### WHAT TO WORK ON
Which lines of the records contain the string “curly”? Select and copy each of them, treating uppercase and lowercase as different.

### PROVIDED INFORMATION
-- start --

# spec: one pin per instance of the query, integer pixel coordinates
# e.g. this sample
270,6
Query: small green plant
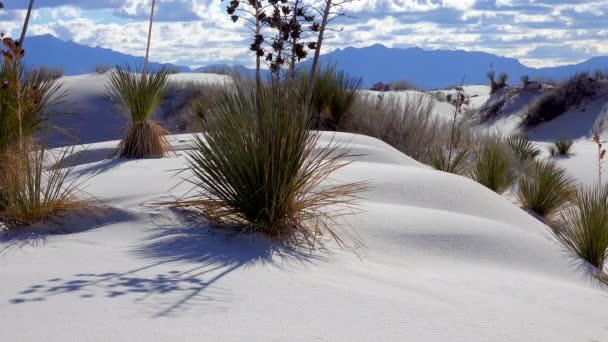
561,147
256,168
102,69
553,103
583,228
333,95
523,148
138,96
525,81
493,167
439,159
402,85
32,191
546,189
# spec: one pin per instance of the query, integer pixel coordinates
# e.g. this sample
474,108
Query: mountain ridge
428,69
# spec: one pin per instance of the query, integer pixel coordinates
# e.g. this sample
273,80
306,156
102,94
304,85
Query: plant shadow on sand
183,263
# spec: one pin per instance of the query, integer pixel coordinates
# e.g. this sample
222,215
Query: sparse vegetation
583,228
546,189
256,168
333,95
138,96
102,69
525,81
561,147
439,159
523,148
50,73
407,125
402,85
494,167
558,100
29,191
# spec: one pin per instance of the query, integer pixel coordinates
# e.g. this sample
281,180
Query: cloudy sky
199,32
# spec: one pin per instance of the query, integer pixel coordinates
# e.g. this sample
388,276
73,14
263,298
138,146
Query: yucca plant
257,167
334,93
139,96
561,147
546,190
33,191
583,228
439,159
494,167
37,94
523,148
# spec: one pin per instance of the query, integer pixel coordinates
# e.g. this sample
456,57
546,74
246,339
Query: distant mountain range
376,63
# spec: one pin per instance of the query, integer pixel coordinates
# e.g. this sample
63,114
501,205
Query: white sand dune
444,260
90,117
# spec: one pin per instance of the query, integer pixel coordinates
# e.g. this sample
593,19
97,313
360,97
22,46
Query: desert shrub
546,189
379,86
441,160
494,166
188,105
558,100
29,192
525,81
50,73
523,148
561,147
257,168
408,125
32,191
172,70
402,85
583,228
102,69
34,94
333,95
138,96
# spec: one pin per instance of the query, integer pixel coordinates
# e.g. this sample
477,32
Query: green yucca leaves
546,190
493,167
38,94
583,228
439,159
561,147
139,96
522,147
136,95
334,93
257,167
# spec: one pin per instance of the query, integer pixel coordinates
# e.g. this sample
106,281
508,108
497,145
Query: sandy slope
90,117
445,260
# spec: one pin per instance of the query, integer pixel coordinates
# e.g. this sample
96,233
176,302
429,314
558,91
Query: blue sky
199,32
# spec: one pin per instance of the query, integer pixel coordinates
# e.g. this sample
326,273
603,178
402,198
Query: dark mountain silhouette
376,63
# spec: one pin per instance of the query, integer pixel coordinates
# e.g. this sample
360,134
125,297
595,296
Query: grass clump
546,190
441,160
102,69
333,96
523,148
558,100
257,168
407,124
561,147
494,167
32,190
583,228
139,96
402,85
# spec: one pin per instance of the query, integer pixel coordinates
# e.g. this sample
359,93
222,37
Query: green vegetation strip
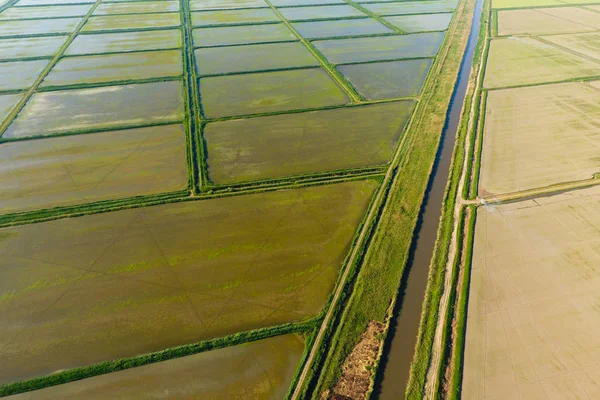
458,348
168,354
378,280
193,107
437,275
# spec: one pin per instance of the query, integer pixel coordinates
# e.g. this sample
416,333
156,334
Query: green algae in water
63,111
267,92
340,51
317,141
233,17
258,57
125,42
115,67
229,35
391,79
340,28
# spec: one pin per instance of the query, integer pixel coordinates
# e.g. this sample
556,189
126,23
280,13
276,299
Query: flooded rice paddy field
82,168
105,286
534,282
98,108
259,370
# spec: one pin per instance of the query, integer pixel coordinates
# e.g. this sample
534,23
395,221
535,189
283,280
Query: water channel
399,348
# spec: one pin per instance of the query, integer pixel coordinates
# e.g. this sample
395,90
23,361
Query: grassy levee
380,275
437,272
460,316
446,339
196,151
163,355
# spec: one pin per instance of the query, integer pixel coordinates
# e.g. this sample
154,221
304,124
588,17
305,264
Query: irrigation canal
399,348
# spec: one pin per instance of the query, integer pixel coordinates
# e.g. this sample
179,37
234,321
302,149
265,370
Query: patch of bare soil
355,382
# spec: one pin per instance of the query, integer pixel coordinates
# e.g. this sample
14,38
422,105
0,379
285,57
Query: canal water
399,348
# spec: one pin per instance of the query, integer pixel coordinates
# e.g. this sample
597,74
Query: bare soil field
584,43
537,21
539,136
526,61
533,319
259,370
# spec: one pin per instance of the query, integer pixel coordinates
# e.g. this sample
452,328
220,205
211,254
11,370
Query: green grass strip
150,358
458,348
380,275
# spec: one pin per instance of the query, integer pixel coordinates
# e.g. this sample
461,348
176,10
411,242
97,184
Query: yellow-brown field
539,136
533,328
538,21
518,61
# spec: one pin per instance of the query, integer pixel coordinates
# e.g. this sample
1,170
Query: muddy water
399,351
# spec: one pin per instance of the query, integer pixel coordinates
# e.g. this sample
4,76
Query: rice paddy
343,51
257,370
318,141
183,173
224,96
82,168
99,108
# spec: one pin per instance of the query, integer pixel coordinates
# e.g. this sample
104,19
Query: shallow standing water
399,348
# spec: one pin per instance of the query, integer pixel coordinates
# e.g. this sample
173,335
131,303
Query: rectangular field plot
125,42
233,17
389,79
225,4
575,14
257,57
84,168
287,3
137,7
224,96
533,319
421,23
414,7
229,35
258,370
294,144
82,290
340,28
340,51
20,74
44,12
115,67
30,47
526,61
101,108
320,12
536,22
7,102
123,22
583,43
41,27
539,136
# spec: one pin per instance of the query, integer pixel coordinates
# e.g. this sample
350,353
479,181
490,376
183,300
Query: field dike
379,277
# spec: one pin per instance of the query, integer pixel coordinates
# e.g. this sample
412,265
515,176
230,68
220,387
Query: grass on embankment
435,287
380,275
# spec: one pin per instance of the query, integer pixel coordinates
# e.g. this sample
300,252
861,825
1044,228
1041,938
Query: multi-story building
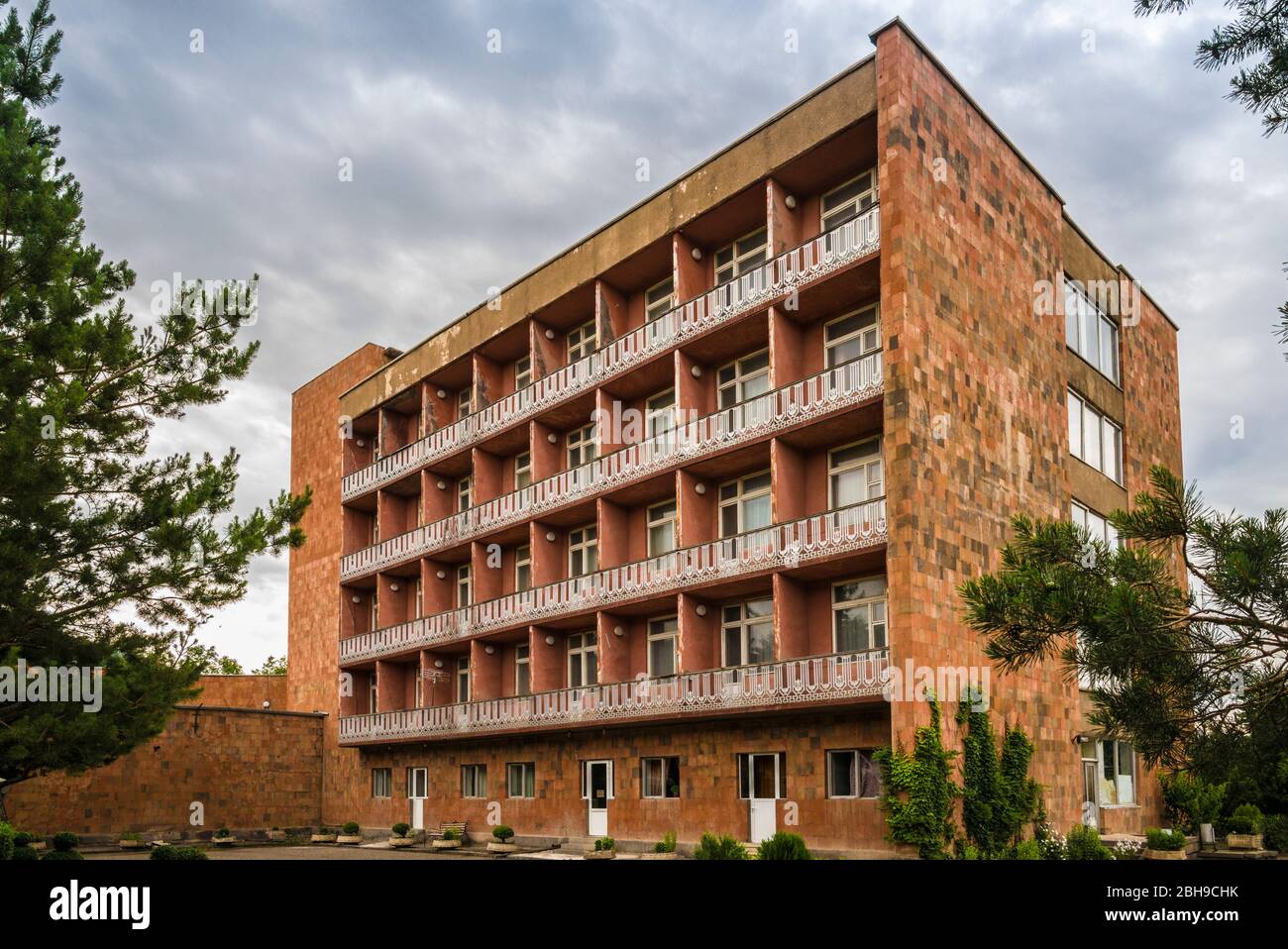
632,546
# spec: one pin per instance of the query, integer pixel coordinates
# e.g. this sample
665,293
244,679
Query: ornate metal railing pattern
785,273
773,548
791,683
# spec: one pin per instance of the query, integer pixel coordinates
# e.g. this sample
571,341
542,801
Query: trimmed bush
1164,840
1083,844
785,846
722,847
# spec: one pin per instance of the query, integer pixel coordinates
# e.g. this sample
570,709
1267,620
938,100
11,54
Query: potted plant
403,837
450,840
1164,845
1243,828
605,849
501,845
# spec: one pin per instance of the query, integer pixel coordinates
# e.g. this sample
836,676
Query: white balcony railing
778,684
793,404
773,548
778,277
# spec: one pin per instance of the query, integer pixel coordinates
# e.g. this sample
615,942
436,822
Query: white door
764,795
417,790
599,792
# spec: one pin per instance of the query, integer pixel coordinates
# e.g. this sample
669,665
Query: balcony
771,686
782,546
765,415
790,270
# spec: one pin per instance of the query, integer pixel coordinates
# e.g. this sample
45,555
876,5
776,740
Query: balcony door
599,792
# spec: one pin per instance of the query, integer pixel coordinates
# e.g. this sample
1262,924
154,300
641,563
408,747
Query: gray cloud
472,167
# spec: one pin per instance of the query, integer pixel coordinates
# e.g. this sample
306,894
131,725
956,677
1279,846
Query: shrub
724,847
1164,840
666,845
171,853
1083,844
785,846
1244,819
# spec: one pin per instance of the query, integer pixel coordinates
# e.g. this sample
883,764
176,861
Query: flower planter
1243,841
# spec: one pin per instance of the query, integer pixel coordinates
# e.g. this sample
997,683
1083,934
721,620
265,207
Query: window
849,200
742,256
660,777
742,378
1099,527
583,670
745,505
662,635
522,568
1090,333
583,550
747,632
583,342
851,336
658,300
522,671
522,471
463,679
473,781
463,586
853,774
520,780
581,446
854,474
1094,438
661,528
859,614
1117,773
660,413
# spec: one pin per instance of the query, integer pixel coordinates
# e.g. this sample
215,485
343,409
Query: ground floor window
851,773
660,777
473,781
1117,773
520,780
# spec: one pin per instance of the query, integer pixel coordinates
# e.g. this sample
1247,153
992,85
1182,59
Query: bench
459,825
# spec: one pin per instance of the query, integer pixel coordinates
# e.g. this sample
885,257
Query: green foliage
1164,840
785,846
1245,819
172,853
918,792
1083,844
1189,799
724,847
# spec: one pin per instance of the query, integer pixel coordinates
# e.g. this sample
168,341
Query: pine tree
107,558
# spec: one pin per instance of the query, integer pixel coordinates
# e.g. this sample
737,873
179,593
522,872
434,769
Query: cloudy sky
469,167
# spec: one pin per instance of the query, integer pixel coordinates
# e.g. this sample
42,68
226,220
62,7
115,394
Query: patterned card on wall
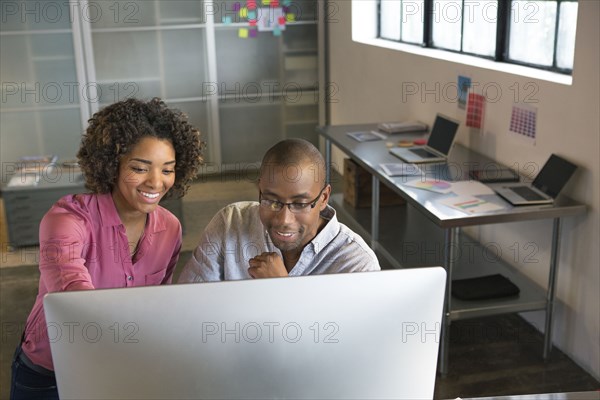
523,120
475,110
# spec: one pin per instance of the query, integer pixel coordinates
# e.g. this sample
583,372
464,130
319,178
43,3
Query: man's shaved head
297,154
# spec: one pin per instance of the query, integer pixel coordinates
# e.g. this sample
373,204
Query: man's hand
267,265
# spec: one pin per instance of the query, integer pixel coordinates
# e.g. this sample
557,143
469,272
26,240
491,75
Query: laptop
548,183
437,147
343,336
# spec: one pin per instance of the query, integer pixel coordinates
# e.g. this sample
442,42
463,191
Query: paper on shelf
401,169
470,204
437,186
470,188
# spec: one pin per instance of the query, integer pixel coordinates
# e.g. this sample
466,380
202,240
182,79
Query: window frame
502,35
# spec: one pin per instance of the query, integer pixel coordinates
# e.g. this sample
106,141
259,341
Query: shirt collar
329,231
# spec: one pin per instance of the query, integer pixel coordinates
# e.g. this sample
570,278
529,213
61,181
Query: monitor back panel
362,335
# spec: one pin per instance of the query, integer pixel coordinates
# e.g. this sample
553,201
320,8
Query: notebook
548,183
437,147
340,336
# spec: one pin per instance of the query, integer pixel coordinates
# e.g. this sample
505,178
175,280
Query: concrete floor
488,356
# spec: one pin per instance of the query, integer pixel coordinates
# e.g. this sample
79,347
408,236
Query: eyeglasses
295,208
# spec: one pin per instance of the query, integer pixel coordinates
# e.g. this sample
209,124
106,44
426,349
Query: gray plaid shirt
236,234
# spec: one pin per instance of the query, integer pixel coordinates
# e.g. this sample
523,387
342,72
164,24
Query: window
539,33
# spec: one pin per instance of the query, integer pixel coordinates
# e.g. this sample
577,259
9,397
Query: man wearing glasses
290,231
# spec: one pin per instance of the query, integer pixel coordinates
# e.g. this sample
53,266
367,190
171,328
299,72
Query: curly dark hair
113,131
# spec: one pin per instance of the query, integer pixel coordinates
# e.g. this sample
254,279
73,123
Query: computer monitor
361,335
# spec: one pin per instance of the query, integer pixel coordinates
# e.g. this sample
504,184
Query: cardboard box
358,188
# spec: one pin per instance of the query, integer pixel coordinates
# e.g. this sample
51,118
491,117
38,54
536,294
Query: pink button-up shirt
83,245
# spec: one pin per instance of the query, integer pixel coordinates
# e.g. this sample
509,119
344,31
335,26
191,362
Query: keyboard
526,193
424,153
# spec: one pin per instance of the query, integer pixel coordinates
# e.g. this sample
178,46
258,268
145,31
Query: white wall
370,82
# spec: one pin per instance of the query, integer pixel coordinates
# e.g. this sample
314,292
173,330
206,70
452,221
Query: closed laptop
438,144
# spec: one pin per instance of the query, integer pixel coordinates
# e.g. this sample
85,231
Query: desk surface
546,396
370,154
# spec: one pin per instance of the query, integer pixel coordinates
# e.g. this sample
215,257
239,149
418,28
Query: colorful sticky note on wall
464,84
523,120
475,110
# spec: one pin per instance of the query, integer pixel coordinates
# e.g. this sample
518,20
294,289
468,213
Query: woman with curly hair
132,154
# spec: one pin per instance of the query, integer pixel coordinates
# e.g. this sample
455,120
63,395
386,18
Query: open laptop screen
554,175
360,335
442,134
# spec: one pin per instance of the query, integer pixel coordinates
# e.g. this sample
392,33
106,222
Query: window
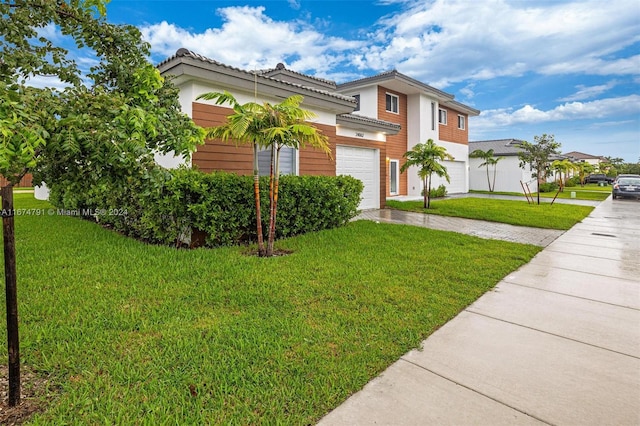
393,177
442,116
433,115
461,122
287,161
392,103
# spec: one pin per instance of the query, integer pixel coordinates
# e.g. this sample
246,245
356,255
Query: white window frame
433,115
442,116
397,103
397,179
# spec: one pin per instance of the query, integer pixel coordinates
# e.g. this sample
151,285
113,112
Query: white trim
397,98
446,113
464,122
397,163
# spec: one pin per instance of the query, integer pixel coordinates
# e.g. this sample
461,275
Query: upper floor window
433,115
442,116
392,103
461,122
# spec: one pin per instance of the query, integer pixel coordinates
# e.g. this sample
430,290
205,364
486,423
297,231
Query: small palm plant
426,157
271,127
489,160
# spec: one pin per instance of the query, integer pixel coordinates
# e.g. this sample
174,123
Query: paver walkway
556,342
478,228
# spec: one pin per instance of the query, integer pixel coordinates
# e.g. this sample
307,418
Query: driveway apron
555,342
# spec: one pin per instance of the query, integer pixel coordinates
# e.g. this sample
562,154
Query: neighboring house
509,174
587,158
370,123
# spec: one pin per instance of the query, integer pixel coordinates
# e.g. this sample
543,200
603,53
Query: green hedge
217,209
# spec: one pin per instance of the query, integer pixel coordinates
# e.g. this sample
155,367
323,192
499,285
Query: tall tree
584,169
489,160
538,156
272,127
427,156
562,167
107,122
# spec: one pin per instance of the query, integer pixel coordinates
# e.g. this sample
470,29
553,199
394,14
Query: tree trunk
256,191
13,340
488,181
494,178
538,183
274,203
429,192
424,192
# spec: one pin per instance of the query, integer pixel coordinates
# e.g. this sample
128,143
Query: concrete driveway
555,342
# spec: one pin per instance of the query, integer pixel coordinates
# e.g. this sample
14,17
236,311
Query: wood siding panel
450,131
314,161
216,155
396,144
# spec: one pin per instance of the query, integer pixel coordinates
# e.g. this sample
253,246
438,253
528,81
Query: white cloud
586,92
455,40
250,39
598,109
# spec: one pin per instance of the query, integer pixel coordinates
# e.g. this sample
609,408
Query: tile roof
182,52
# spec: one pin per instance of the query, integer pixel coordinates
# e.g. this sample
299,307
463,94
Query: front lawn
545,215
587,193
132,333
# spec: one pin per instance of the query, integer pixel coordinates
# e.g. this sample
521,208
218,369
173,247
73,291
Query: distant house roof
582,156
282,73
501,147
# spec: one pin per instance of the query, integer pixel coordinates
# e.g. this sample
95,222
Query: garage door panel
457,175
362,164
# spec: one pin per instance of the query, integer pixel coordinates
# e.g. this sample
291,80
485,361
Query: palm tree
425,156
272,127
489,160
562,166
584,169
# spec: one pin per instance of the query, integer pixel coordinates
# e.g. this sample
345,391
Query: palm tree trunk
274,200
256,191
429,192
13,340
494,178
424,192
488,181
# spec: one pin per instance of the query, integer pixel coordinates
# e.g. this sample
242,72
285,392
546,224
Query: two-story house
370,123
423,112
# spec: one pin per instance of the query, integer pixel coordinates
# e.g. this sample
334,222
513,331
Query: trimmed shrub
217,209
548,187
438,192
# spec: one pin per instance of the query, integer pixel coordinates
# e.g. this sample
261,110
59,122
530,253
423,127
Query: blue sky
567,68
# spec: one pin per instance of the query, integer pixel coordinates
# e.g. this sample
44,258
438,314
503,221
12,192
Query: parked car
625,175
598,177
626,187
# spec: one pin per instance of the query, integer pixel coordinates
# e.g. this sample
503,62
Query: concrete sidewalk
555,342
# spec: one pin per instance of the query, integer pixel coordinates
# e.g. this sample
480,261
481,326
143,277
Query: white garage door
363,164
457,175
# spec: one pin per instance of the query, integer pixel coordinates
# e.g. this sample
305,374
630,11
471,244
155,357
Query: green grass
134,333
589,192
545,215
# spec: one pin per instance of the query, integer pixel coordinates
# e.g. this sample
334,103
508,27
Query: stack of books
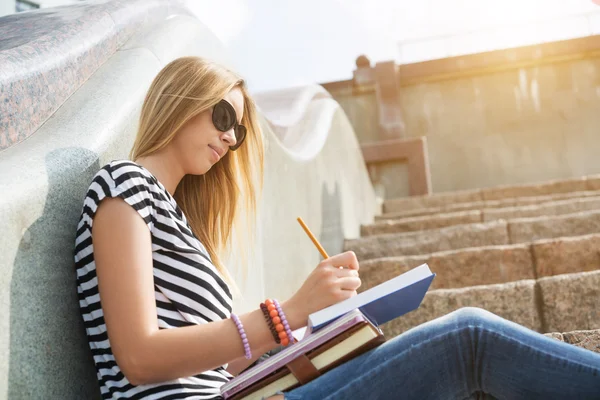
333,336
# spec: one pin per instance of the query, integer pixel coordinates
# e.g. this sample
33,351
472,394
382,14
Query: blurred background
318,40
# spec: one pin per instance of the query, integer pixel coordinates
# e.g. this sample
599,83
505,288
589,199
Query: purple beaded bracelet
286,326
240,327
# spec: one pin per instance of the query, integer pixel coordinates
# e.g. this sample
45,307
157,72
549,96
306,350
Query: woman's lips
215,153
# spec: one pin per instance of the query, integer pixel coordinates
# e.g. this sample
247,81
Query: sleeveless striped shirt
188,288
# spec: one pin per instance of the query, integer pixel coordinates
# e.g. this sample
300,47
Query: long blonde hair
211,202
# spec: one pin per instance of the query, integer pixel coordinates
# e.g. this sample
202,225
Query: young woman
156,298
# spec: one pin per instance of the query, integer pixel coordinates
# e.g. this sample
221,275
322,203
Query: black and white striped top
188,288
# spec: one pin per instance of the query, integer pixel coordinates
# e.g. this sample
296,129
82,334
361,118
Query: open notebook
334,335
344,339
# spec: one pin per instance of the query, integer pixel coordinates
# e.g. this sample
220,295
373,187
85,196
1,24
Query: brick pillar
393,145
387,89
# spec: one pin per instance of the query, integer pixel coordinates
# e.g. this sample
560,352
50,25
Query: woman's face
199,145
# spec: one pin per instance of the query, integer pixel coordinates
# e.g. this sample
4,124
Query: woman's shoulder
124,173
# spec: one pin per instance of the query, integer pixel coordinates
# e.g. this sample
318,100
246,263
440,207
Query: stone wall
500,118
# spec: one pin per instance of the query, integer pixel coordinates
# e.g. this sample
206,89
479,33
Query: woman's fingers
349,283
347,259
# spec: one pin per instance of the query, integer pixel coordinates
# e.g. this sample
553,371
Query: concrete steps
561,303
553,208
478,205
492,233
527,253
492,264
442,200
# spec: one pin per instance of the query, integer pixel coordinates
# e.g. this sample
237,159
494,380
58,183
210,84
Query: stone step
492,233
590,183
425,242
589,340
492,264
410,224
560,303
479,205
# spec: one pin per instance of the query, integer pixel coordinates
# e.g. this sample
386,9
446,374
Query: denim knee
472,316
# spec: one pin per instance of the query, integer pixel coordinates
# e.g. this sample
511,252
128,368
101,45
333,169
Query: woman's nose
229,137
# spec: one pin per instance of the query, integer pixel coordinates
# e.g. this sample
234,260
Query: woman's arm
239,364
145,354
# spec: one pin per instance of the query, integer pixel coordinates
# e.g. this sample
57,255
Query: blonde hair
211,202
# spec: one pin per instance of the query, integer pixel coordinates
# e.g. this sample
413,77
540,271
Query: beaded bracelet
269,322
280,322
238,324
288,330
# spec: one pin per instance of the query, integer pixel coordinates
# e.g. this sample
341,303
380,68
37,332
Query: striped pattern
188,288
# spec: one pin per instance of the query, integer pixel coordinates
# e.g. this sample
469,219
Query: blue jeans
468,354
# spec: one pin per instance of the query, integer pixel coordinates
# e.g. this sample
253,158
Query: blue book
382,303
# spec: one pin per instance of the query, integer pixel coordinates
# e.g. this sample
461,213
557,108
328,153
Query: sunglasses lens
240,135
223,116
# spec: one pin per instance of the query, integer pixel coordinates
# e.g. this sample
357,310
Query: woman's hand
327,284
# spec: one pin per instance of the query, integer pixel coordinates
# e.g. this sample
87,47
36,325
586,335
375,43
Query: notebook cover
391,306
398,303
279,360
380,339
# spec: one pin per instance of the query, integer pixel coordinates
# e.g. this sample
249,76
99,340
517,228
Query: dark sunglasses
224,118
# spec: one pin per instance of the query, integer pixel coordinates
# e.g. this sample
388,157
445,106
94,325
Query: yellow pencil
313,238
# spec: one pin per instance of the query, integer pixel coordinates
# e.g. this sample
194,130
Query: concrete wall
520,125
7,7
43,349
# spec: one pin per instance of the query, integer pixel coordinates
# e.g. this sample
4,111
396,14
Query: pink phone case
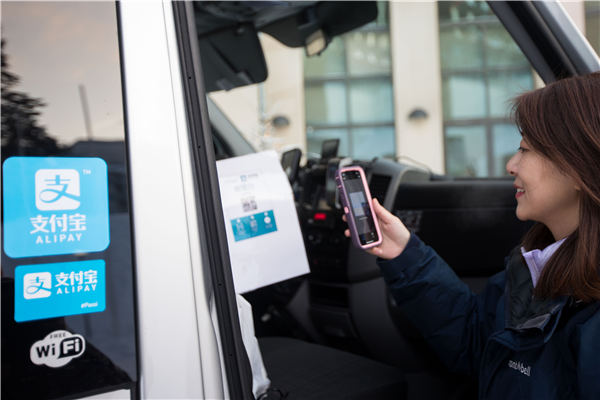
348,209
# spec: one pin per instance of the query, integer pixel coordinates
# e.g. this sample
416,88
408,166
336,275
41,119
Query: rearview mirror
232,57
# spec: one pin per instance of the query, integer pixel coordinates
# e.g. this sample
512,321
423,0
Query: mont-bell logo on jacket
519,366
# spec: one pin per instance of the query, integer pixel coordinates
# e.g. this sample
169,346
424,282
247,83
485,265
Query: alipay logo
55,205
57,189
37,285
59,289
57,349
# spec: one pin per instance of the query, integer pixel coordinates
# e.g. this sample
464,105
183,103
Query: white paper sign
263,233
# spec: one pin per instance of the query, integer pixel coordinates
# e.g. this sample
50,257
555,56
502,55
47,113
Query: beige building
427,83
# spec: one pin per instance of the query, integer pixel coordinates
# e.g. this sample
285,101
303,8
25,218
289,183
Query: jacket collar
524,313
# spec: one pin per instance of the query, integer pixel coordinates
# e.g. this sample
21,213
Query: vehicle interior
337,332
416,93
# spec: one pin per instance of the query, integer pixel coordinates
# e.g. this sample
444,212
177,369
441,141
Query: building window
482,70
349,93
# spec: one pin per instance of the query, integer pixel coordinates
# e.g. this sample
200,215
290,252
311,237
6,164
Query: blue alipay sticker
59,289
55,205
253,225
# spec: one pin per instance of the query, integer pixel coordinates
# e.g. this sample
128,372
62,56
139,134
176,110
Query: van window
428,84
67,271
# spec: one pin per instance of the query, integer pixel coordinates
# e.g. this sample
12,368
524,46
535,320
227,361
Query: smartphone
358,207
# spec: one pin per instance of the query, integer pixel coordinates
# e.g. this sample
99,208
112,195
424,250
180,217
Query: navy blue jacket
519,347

-- end --

### WORKED ANSWER
Query: curly dark hair
Query: woman with curly hair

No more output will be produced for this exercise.